▶ _THE TASK_
Report how many lines in the listing below contain the string "valley", giving only the number.

▶ _Entries on locating named things_
+ + + +

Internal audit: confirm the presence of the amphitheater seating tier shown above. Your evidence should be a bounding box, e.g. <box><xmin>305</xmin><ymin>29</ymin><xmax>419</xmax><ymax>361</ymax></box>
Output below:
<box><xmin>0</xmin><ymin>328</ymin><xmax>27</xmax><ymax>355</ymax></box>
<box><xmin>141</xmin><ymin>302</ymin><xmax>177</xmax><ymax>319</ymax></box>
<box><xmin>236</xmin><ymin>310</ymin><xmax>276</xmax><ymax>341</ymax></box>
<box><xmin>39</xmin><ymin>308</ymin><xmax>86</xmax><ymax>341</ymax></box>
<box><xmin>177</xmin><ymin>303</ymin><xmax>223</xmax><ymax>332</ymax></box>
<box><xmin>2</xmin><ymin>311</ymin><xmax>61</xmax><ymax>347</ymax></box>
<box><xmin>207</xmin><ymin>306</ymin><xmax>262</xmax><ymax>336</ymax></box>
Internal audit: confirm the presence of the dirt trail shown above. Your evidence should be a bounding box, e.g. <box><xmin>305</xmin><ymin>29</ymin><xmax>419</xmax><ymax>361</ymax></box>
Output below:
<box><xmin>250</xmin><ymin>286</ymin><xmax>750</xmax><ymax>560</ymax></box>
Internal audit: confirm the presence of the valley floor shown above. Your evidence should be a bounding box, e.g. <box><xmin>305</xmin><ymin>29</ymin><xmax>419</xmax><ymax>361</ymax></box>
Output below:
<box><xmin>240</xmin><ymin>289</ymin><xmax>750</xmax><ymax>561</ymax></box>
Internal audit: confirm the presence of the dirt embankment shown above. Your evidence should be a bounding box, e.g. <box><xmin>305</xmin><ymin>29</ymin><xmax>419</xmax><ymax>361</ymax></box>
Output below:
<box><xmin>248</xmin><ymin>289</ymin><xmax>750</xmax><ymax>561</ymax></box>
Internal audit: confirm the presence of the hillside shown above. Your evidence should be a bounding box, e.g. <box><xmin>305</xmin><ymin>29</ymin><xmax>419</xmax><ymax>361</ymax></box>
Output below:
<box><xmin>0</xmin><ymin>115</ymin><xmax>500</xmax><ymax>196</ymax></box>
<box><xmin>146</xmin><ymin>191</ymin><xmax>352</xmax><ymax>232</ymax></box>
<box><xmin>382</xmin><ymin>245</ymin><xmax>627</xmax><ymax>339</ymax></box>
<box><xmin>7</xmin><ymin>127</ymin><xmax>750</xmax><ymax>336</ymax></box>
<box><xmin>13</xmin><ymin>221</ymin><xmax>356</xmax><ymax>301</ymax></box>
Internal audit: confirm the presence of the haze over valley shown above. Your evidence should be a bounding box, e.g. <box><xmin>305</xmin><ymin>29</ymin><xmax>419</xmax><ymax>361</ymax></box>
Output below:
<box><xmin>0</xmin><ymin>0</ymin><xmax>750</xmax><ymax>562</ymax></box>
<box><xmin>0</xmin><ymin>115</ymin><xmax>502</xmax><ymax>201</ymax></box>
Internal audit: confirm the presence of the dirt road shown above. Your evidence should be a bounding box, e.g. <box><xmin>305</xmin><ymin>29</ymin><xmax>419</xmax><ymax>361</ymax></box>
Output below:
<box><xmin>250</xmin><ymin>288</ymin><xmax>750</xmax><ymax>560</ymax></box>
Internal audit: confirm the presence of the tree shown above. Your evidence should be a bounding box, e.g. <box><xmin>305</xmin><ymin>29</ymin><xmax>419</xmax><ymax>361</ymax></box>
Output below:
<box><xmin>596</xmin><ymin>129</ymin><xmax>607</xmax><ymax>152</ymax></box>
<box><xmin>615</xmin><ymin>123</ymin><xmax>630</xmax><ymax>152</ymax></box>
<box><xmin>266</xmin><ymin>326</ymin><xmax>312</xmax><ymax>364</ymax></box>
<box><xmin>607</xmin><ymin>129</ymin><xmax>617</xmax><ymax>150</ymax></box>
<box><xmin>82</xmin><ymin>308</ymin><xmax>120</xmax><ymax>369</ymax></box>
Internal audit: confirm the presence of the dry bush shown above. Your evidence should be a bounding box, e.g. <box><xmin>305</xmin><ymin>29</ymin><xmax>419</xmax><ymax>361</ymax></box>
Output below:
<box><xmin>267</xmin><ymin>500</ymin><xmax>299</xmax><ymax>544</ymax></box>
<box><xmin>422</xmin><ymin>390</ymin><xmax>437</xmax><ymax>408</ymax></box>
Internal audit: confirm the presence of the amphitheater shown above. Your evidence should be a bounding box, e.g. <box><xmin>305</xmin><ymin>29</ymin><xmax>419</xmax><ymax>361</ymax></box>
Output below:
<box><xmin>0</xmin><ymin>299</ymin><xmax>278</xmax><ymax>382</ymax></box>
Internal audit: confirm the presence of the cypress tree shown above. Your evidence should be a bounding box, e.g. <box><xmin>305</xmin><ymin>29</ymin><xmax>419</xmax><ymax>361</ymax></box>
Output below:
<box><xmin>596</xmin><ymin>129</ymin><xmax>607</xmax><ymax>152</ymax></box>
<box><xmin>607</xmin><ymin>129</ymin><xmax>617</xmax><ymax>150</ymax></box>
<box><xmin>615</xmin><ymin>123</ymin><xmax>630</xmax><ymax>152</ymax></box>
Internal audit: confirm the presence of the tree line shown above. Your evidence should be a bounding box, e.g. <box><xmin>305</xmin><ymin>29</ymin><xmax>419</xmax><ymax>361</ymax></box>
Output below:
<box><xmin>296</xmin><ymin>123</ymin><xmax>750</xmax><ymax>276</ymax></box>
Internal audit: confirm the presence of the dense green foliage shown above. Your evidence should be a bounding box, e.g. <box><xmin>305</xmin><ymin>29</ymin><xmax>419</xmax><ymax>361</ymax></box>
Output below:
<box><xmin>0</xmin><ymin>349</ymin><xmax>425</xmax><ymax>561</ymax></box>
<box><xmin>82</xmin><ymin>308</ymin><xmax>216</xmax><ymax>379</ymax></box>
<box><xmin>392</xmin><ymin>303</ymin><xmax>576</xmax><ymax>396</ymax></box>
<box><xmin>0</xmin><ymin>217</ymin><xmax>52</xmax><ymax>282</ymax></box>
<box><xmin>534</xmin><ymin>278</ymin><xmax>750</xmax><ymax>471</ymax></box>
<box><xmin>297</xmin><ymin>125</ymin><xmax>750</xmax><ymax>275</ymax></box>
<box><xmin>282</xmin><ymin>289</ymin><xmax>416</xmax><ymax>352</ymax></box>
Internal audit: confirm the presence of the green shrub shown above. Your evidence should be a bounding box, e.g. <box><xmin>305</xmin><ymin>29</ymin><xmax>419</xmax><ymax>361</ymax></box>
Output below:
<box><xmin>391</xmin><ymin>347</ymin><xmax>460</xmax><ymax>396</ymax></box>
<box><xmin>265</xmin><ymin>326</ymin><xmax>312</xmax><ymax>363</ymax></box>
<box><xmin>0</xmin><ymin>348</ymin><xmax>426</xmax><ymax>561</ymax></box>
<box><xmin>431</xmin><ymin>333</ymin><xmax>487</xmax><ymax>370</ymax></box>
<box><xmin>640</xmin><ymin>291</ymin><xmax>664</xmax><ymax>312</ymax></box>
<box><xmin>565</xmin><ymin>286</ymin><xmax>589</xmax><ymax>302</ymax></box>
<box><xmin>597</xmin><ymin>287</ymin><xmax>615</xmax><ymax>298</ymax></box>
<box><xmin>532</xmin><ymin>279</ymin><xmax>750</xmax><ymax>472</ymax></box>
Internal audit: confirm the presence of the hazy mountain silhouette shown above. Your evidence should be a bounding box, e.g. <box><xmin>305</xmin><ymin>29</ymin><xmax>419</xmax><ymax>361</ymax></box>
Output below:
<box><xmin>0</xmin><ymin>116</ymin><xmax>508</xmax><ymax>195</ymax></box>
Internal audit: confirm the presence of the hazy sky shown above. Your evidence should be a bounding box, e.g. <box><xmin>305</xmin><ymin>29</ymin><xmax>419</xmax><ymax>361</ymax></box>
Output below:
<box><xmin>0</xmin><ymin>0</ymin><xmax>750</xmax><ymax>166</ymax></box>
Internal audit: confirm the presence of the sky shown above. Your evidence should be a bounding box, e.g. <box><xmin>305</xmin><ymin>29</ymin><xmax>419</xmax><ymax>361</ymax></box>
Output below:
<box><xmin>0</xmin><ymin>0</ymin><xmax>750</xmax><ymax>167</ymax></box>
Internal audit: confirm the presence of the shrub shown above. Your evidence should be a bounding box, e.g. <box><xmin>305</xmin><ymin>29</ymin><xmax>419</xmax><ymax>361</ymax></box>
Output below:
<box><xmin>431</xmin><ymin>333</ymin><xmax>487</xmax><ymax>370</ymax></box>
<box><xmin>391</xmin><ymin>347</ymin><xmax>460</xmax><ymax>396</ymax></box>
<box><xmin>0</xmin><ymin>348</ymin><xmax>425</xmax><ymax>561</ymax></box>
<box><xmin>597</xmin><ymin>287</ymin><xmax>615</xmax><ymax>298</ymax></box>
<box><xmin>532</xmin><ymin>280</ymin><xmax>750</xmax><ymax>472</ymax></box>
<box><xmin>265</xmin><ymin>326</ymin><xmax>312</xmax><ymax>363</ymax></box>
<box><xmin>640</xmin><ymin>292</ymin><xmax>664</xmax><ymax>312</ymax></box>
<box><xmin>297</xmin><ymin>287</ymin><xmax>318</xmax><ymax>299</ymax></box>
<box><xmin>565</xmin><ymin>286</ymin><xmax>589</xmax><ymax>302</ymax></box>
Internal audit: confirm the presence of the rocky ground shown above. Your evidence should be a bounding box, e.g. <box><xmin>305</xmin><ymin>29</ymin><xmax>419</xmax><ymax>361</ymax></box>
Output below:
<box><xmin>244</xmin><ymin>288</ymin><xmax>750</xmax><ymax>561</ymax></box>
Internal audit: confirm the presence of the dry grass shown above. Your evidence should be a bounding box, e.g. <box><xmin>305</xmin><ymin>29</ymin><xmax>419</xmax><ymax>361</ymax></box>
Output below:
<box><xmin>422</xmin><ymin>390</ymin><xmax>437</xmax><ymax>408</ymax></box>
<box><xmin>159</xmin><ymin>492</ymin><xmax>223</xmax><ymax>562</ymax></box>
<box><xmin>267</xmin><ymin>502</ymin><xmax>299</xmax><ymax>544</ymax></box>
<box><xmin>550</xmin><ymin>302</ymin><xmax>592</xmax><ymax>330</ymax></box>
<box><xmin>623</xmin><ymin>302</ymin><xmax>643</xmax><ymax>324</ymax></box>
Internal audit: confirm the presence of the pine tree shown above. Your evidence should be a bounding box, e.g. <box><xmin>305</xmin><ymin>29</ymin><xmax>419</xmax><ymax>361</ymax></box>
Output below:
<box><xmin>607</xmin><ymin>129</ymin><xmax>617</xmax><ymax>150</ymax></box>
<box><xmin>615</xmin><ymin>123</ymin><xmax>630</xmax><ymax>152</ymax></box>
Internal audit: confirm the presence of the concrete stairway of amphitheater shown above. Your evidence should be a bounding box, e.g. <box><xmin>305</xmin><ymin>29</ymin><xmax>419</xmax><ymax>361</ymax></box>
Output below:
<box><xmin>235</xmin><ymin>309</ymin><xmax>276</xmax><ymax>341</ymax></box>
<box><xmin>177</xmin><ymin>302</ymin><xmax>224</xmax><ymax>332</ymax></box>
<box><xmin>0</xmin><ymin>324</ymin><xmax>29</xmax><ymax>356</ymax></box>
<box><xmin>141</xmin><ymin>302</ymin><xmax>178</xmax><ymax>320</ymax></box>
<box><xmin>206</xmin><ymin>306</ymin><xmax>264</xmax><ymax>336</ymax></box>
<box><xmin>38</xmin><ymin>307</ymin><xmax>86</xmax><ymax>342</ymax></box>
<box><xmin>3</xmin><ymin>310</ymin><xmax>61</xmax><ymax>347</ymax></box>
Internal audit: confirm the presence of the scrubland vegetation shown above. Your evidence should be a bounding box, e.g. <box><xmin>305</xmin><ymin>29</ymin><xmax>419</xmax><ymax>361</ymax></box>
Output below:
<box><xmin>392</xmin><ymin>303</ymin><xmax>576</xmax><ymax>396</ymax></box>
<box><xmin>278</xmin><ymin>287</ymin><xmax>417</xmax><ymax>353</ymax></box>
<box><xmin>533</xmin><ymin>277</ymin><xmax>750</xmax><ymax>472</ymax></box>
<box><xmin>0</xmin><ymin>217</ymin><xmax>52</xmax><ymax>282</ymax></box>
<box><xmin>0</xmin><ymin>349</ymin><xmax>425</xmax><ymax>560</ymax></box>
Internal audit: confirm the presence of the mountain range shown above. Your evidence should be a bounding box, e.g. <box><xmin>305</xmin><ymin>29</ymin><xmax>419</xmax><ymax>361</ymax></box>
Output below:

+ + + +

▶ _TASK SOLUTION_
2